[Data entries]
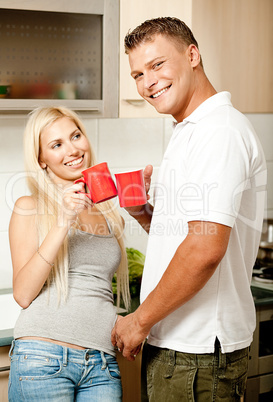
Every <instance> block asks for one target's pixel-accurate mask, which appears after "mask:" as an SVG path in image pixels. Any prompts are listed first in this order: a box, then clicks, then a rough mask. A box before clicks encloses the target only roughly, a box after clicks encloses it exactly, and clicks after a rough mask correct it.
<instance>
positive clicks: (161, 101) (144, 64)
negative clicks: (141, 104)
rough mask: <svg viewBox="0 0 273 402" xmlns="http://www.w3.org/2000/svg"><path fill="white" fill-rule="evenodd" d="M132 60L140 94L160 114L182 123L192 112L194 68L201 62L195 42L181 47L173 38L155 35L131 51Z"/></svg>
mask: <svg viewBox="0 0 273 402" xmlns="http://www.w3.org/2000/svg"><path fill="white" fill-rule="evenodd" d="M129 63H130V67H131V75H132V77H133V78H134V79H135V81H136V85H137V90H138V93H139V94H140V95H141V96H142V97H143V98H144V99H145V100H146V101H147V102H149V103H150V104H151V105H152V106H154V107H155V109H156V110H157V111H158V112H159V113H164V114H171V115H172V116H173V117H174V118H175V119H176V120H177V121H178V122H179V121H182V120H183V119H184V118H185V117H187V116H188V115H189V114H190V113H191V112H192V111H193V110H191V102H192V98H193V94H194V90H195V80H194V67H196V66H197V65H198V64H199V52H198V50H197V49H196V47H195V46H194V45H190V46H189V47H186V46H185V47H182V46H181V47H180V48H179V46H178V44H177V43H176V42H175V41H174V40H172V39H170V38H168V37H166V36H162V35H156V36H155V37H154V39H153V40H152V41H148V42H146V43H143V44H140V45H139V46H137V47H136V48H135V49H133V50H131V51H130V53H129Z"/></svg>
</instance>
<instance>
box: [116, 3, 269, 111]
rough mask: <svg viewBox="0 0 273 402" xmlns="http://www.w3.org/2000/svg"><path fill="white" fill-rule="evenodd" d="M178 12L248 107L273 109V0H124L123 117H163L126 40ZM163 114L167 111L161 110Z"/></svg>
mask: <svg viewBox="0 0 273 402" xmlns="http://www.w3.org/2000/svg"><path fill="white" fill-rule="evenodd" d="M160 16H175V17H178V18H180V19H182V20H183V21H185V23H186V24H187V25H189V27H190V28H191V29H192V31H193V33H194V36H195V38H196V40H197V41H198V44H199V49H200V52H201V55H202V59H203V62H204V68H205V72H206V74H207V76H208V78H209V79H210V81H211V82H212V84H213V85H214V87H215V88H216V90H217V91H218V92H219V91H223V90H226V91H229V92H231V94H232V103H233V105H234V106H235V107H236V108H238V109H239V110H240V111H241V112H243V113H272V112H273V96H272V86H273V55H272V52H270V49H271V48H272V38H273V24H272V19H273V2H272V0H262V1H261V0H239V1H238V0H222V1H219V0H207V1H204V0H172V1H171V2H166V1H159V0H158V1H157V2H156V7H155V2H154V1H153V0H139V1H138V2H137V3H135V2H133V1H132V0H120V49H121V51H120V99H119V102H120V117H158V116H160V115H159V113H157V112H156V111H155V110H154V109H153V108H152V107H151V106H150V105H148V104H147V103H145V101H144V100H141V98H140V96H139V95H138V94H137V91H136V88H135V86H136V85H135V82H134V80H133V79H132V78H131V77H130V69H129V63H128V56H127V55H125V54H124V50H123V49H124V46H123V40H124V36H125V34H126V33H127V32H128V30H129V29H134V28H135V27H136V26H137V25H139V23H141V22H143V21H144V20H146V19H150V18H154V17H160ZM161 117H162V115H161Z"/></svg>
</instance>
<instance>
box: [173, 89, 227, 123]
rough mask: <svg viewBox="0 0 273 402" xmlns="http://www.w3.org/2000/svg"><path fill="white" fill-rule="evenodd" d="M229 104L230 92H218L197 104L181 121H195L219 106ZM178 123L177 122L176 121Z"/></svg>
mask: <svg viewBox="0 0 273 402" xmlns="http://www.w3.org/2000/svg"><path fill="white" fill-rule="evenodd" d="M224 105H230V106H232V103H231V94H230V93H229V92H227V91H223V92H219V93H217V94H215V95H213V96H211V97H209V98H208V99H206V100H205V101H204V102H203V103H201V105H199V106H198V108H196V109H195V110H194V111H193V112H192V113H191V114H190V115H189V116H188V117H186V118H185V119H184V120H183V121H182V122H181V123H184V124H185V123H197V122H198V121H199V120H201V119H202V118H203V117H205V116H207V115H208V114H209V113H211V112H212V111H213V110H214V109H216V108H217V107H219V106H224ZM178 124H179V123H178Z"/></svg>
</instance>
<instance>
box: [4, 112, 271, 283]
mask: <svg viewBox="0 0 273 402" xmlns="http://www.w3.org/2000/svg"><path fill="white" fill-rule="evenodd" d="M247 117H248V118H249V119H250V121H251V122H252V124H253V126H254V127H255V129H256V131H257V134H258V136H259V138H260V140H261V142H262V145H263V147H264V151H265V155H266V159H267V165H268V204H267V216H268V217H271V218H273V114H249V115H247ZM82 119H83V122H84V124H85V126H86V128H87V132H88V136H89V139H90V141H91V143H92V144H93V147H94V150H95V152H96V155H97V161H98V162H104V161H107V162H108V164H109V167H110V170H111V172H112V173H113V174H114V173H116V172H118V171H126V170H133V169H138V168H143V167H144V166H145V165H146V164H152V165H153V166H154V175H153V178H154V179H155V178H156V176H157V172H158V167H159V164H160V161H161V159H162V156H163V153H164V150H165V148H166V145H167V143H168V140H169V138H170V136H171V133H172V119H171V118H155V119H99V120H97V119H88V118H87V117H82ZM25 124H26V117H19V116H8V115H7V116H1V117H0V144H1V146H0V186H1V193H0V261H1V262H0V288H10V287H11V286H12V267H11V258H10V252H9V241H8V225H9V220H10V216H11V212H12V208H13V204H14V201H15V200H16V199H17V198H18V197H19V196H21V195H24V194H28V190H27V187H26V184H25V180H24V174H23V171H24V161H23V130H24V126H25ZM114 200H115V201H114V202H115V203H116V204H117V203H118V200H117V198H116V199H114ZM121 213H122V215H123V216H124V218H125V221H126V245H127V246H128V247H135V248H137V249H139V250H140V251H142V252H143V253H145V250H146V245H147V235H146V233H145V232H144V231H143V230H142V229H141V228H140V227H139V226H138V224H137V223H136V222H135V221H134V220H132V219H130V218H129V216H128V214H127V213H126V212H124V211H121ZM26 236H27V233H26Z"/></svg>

WHAT THE TASK ASKS
A word-for-word copy of the data above is needed, one that omits the pictures.

ANSWER SPACE
Every <instance> block asks for one target's pixel-accurate mask, which appears after "mask:" as an SVG path in image pixels. Any prompts are listed first in this order: a box, then clicks, then a rough mask. A box before clicks encloses the target only roughly, a box after clicks encloses it exactly, and clicks after a rough mask correct it.
<instance>
positive clicks: (161, 101) (144, 64)
negative clicks: (141, 104)
rough mask: <svg viewBox="0 0 273 402" xmlns="http://www.w3.org/2000/svg"><path fill="white" fill-rule="evenodd" d="M132 60L140 94L160 114L182 123L192 112L194 68L201 62L195 42L181 47L173 38L155 35L131 51Z"/></svg>
mask: <svg viewBox="0 0 273 402" xmlns="http://www.w3.org/2000/svg"><path fill="white" fill-rule="evenodd" d="M129 63H130V67H131V75H132V77H133V78H134V79H135V81H136V85H137V90H138V93H139V94H140V95H141V96H142V97H143V98H144V99H145V100H146V101H147V102H149V103H150V104H151V105H152V106H154V107H155V109H156V110H157V111H158V112H159V113H164V114H171V115H172V116H173V117H174V118H175V119H176V120H177V121H178V122H179V121H182V120H183V119H184V118H185V117H187V116H188V115H189V114H190V113H191V112H192V111H193V110H191V102H192V98H193V94H194V90H195V80H194V67H196V66H197V65H198V64H199V52H198V50H197V49H196V47H195V46H194V45H190V46H189V47H186V46H185V47H182V46H181V47H180V48H179V46H178V44H177V43H176V42H175V41H174V40H172V39H170V38H168V37H166V36H162V35H156V36H155V37H154V39H153V40H152V41H148V42H146V43H143V44H140V45H139V46H137V47H136V48H135V49H133V50H131V51H130V53H129Z"/></svg>
</instance>
<instance>
box: [116, 3, 269, 111]
rough mask: <svg viewBox="0 0 273 402" xmlns="http://www.w3.org/2000/svg"><path fill="white" fill-rule="evenodd" d="M178 12L248 107L273 109V0H124L123 117H163L126 40ZM163 114L167 111L161 110Z"/></svg>
mask: <svg viewBox="0 0 273 402" xmlns="http://www.w3.org/2000/svg"><path fill="white" fill-rule="evenodd" d="M160 16H175V17H178V18H180V19H182V20H183V21H185V23H186V24H187V25H189V27H190V28H191V29H192V31H193V33H194V36H195V38H196V40H197V41H198V44H199V49H200V52H201V55H202V59H203V62H204V68H205V72H206V74H207V76H208V78H209V79H210V81H211V82H212V84H213V85H214V87H215V88H216V90H217V91H218V92H219V91H223V90H226V91H229V92H231V94H232V103H233V105H234V106H235V107H236V108H238V109H239V110H240V111H241V112H243V113H272V112H273V96H272V86H273V55H272V52H270V49H271V48H272V38H273V24H272V19H273V2H272V0H262V1H261V0H239V1H238V0H222V1H219V0H207V1H204V0H172V1H171V2H166V1H159V0H158V1H157V2H156V7H155V2H154V1H153V0H139V1H138V2H137V3H135V2H133V1H132V0H120V49H121V51H120V99H119V102H120V117H158V116H160V115H159V113H157V112H156V111H155V110H154V109H153V108H152V107H151V106H150V105H148V104H147V103H145V101H144V100H141V98H140V96H139V95H138V94H137V91H136V88H135V86H136V85H135V82H134V80H133V79H132V78H131V77H130V69H129V63H128V56H127V55H125V54H124V50H123V49H124V46H123V40H124V36H125V34H126V33H127V32H128V30H129V29H134V28H135V27H136V26H137V25H139V23H141V22H143V21H144V20H146V19H150V18H154V17H160ZM161 117H162V115H161Z"/></svg>
</instance>
<instance>
box: [173, 89, 227, 123]
rough mask: <svg viewBox="0 0 273 402" xmlns="http://www.w3.org/2000/svg"><path fill="white" fill-rule="evenodd" d="M229 104L230 92H218L197 104L181 121H195L219 106ZM178 123L177 122L176 121Z"/></svg>
mask: <svg viewBox="0 0 273 402" xmlns="http://www.w3.org/2000/svg"><path fill="white" fill-rule="evenodd" d="M224 105H230V106H232V103H231V94H230V93H229V92H227V91H223V92H219V93H217V94H215V95H213V96H211V97H209V98H208V99H206V100H205V101H204V102H203V103H201V105H199V106H198V108H196V109H195V110H194V111H193V112H192V113H191V114H190V115H189V116H188V117H186V118H185V119H184V120H183V121H182V122H181V123H184V124H185V123H197V122H198V121H199V120H201V119H202V118H203V117H205V116H207V115H208V114H209V113H211V112H212V111H213V110H214V109H216V108H217V107H219V106H224ZM178 124H179V123H178Z"/></svg>
</instance>
<instance>
box: [4, 112, 271, 283]
mask: <svg viewBox="0 0 273 402" xmlns="http://www.w3.org/2000/svg"><path fill="white" fill-rule="evenodd" d="M247 117H248V118H249V119H250V121H251V122H252V124H253V126H254V127H255V129H256V131H257V134H258V136H259V138H260V140H261V142H262V145H263V147H264V151H265V155H266V159H267V165H268V204H267V216H268V217H271V218H273V114H249V115H247ZM82 119H83V122H84V124H85V126H86V128H87V132H88V136H89V139H90V141H91V143H92V144H93V147H94V150H95V152H96V155H97V161H98V162H104V161H107V162H108V164H109V167H110V170H111V172H112V173H113V174H114V173H116V172H118V171H126V170H133V169H138V168H143V167H144V166H145V165H146V164H152V165H153V166H154V175H153V178H154V179H155V178H156V176H157V172H158V167H159V164H160V161H161V159H162V156H163V153H164V150H165V148H166V145H167V143H168V140H169V138H170V136H171V133H172V119H171V118H155V119H99V120H97V119H88V118H87V117H82ZM25 124H26V117H19V116H8V115H7V116H1V117H0V144H1V146H0V186H1V193H0V261H1V262H0V288H10V287H11V286H12V267H11V258H10V252H9V241H8V225H9V220H10V216H11V212H12V208H13V204H14V201H15V200H16V199H17V198H18V197H19V196H21V195H24V194H28V190H27V187H26V184H25V180H24V174H23V171H24V161H23V130H24V126H25ZM114 200H115V201H114V202H115V203H116V204H117V203H118V200H117V198H116V199H114ZM121 213H122V215H123V216H124V218H125V221H126V245H127V246H128V247H135V248H137V249H139V250H140V251H142V252H143V253H145V250H146V245H147V235H146V233H145V232H144V231H143V230H142V229H141V228H140V227H139V226H138V224H137V223H136V222H135V221H134V220H132V219H130V218H129V216H128V214H127V213H126V212H124V211H121ZM26 236H27V233H26Z"/></svg>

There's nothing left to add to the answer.